__Stated task__:
Copy every line of the records below in full, and offset each coordinate in the answer boxes by adding 55. Leave the sample lists after "e.g." unchanged.

__Given entries__:
_ _ _ _
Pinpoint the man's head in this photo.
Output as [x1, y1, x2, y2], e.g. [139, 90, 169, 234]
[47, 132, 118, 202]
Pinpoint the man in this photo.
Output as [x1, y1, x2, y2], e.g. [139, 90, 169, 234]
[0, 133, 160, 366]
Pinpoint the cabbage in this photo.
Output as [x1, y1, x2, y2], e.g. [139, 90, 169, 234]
_ _ _ _
__Reply__:
Pinpoint the man's head in this photo.
Output as [x1, y1, x2, y2], e.g. [139, 90, 169, 234]
[102, 187, 173, 257]
Pinpoint the man in this photo.
Output as [x1, y1, x2, y2], e.g. [139, 90, 169, 234]
[55, 188, 215, 421]
Pinpoint the cabbage in this photo.
Output as [x1, y1, x2, y2], e.g. [139, 90, 169, 234]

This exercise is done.